• [DOCUMENT TEXT]
This book constitutes the refereed proceedings of the 8th International Conference on Security, Privacy, and Applied Cryptography Engineering, SPACE 2018, held in Kanpur, India, in December 2018.
The 12 full papers presented together with 5 short paper, were carefully reviewed and selected from 34 submissions. This annual event is devoted to various aspects of security, privacy, applied cryptography, and cryptographic engineering. This is indeed a very challenging field, requiring the expertise from diverse domains, ranging from mathematics to solid-state circuit design.

Inhaltsverzeichnis

Frontmatter

An Observation of Non-randomness in the Grain Family of Stream Ciphers with Reduced Initialization Round

The key scheduling algorithm (KSA) of the Grain family of stream ciphers expands the uniformly chosen key (K) and initialization vector (IV) to a larger uniform looking state. The existence of non-randomness in KSA results a non-randomness in final keystream. In this paper, we observe a non-randomness in the KSA of Grain-v1 and Grain-128a stream ciphers of reduced round R. However, we could not exploit the non-randomness into an attack. It can be claimed that if the KSA generates pseudorandom state, then the probability of generating a valid state T (i.e., in the range set of KSA function) of Grain-v1, Grain-128a must be \(2^{-\delta }\), where \(\delta \) is the length of padding bits. In case of Grain-v1 and Grain-128a, \(\delta =16, 32\) respectively. We show that a new valid state can be constructed by flipping 3 and 19 bits of a given state in Grain-v1 and Grain-128a respectively with a probability higher than \(2^{-\delta }\). We show that the non-randomness happens for \(R \le 129\) and \(R\le 208\) rounds of KSA of Grain-v1 and Grain-128a respectively. Further, in the case of Grain-v1, we also found non-randomness in some key, IV bits from the experiment.
Deepak Kumar Dalai, Dibyendu Roy

Template-Based Fault Injection Analysis of Block Ciphers

We present the first template-based fault injection analysis of FPGA-based block cipher implementations. While template attacks have been a popular form of side-channel analysis in the cryptographic literature, the use of templates in the context of fault attacks has not yet been explored to the best of our knowledge. Our approach involves two phases. The first phase is a profiling phase where we build templates of the fault behavior of a cryptographic device for different secret key segments under different fault injection intensities. This is followed by a matching phase where we match the observed fault behavior of an identical but black-box device with the pre-built templates to retrieve the secret key. We present a generic treatment of our template-based fault attack approach for SPN block ciphers, and illustrate the same with case studies on a Xilinx Spartan-6 FPGA-based implementation of AES-128.
Ashrujit Ghoshal, Sikhar Patranabis, Debdeep Mukhopadhyay

NEON SIKE: Supersingular Isogeny Key Encapsulation on ARMv7

We present a highly-optimized implementation of Supersingular Isogeny Key Encapsulation (SIKE) mechanism on ARMv7 family of processors. We exploit the state-of-the-art implementation techniques and processor capabilities to efficiently develop post-quantum key encapsulation scheme on 32-bit ARMv7 Cortex-A processors. We benchmark our results on two popular ARMv7-powered cores. Our benchmark results show significant performance improvement of the key encapsulation mechanism in comparison with the portable implementation. In particular, we achieve almost 7.5 times performance improvement of the entire protocol over the SIKE 503-bit prime field on a Cortex-A8 core.

• [MATERIAL]
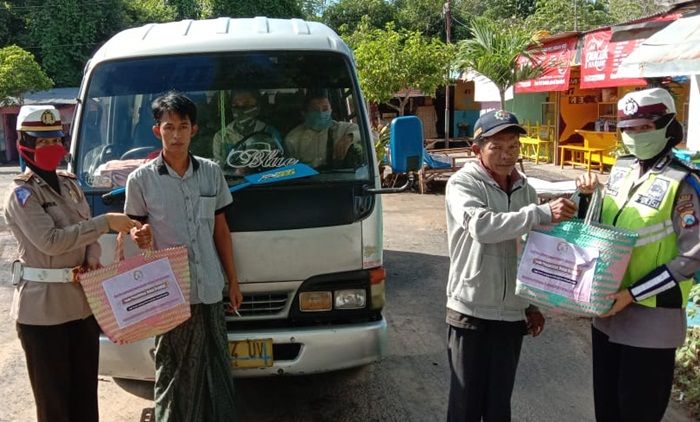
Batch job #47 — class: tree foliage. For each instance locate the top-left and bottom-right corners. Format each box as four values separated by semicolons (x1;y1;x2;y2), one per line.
457;17;543;109
0;45;53;105
347;20;453;115
322;0;396;33
28;0;121;86
526;0;608;34
608;0;665;22
122;0;179;28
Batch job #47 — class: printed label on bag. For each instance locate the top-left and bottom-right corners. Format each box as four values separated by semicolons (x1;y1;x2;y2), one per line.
518;232;600;303
102;258;186;328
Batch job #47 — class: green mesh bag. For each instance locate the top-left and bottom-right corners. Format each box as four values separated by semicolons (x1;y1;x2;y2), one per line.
515;190;637;316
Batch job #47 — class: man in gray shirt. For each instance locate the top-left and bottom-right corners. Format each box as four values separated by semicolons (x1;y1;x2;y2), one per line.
124;92;242;421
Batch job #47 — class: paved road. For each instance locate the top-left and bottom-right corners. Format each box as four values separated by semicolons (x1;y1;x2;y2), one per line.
0;168;690;422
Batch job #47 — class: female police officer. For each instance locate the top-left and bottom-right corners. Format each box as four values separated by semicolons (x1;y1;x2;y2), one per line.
577;88;700;422
5;106;140;422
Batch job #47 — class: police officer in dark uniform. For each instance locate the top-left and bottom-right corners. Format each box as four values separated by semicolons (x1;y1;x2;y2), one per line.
4;106;140;422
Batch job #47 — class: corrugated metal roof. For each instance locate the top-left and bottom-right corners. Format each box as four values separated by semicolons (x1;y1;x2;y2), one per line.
8;87;78;105
618;13;700;78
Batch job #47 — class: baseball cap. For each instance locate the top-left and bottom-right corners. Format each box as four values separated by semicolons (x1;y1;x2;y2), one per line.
17;105;64;138
474;110;527;138
617;88;676;128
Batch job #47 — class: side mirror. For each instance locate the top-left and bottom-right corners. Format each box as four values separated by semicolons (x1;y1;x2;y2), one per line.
389;116;423;173
364;116;423;194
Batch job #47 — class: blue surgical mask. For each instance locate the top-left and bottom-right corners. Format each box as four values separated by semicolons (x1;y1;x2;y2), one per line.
304;110;331;131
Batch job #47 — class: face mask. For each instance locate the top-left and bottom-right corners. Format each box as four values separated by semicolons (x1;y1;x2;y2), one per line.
304;110;331;131
622;127;668;160
19;144;66;171
231;106;259;123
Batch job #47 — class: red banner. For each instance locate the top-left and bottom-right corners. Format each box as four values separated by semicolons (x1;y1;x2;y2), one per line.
581;28;647;89
515;37;576;94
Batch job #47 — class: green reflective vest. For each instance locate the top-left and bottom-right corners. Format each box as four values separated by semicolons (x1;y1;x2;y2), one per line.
600;157;693;308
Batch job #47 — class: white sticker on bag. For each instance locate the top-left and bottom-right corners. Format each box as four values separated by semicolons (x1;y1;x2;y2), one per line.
518;232;600;303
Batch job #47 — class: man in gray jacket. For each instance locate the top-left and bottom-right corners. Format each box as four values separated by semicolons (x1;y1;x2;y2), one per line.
445;110;576;422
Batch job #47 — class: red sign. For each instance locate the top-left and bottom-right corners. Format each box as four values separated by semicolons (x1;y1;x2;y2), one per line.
581;28;647;89
515;37;576;93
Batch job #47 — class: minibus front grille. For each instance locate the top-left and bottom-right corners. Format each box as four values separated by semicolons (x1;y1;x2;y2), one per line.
231;293;289;317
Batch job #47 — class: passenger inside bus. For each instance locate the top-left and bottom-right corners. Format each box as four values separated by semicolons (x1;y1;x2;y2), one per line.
212;89;283;176
285;90;364;169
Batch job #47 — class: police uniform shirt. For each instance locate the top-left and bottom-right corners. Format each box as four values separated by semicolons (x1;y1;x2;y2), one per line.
593;157;700;348
124;154;233;304
4;170;109;325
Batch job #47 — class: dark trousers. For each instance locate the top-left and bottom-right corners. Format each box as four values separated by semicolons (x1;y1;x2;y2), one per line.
591;327;676;422
17;316;100;422
447;319;526;422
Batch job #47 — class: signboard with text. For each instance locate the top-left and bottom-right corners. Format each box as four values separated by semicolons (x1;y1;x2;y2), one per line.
581;28;647;89
515;37;576;93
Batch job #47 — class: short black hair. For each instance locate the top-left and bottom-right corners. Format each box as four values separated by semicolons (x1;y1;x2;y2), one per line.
151;91;197;126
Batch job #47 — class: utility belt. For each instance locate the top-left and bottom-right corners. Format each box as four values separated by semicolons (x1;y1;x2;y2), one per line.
12;261;78;285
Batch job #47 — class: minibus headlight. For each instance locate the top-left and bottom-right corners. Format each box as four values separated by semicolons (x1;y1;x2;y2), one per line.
335;289;367;309
299;292;333;312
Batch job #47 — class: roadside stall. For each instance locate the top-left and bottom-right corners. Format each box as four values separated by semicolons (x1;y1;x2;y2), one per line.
513;32;578;164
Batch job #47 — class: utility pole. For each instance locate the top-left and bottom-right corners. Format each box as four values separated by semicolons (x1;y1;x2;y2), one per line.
442;0;452;148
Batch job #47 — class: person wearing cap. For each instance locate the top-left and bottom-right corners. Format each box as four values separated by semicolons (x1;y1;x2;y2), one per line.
576;88;700;421
4;105;140;422
212;89;283;176
445;110;576;422
285;90;366;168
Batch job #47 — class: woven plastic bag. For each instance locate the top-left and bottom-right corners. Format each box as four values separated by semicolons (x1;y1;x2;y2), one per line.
78;233;190;344
515;189;637;316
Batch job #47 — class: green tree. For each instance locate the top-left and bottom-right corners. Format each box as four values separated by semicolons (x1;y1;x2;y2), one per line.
27;0;122;86
0;45;53;105
607;0;666;23
323;0;396;33
209;0;304;18
526;0;612;34
457;17;543;109
347;19;453;116
300;0;333;20
122;0;178;28
0;1;26;45
483;0;536;21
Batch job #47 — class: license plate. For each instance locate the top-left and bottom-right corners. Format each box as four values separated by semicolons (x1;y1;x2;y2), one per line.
228;338;272;368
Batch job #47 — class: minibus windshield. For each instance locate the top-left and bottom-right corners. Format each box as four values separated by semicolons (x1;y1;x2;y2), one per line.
73;52;372;190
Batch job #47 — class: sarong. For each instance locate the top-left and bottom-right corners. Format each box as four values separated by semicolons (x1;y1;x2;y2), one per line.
155;302;237;422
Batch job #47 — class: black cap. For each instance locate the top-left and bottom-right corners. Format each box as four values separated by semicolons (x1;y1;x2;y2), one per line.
474;110;527;139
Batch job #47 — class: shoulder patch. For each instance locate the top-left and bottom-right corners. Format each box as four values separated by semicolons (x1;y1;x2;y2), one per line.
13;171;34;182
15;186;33;207
56;170;78;179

• [WORK TO DO]
**a)** Can you duplicate the SPACE 2018 proceedings page from "The 12 full" to "solid-state circuit design." word for word?
**b)** Answer these from the SPACE 2018 proceedings page:
(i) From how many submissions were the papers selected?
(ii) On which FPGA was the AES-128 case study implemented?
(iii) How much performance improvement over the SIKE 503-bit prime field was achieved on a Cortex-A8 core?

• [OUTPUTS]
**a)**
The 12 full papers presented together with 5 short paper, were carefully reviewed and selected from 34 submissions. This annual event is devoted to various aspects of security, privacy, applied cryptography, and cryptographic engineering. This is indeed a very challenging field, requiring the expertise from diverse domains, ranging from mathematics to solid-state circuit design.

**b)**
(i) 34 submissions.
(ii) A Xilinx Spartan-6 FPGA.
(iii) Almost 7.5 times.